To make money, buy only parks that will not lose money
I know it sounds elementary, but the first rule of making money is to make sure you buy a park that will not lose money. What this means is that the park in question already has a positive cash flow sufficient to cover the note payment and provide a return on capital. What does this eliminate? You got it – parks that sell at a price higher than a 10% cap rate, and parks that are vacant. If you buy a park at a 4% cap rate, then how are you going to make any money? Never buy into the concept of land appreciation. While that might sell well in California and Florida, that's not the mobile home park business – that's land speculation. We are in the income property business, and the only way values rise is when income arises. If you are starting out at a 4% cap rate, then it will take you a lifetime just to get the park in a position where it is worth what you paid for it. Do not be a sucker.
Focus on parks that have upside that you can control
A good mobile home park will have upside in raising rents and cutting costs. These are variables that you can control. RVs and mobile homes moving in are things you can not. Raising your rents is one of the best ways to make money – every dollar you bring in goes straight to the bottom line with no time, effort or risk on your part. Sub-metering water and billing it back to the customer is another great strategy. It costs money up front, but it is a fast pay back. Cutting costs, such as replacing the manager with a less expensive alternative or appealing property taxes, are another great way to increase the net income, without a lot of effort and capital investment.
Buying a park at a 10% cap rate is great – but you need some additional upside, even if it's only raising the rent annually.

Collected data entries
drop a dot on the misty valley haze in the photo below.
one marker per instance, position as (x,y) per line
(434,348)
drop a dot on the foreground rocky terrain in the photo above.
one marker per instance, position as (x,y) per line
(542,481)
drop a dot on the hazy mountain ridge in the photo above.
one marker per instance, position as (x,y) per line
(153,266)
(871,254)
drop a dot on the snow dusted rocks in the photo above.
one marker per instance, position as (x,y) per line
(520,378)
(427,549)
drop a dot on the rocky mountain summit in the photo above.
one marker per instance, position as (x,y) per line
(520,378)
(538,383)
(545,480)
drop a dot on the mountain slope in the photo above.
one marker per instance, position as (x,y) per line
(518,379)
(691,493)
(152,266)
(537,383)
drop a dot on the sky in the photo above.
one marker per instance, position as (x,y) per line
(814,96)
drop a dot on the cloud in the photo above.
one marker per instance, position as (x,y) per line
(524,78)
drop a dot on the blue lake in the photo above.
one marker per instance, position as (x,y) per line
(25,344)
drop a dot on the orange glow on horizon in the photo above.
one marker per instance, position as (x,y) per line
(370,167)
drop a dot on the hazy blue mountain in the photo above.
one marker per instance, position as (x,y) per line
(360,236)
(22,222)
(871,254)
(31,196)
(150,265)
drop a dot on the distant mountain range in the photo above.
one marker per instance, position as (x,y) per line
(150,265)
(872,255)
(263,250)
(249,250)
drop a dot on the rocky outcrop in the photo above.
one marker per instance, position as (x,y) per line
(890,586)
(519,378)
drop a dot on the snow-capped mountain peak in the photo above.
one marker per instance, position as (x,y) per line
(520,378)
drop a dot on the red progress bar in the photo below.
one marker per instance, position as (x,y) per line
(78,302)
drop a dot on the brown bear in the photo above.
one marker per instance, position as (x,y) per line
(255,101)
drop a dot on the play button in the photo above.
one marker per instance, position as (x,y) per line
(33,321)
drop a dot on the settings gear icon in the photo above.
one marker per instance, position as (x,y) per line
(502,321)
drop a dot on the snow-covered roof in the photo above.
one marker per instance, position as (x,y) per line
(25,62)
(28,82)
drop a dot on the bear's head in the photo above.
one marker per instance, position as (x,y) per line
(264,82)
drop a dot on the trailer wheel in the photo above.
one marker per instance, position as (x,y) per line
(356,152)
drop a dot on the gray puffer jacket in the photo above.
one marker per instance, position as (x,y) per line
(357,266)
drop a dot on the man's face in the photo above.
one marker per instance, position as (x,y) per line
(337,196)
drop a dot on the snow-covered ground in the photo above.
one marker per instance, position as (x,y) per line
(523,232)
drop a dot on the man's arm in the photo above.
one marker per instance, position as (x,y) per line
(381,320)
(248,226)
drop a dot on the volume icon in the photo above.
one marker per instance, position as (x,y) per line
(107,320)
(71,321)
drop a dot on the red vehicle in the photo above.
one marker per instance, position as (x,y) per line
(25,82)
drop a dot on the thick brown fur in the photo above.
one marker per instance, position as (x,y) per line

Short task: In the passage on buying mobile home parks, which two kinds of upside are described as variables an owner can control?

Correct response: Raising rents and cutting costs.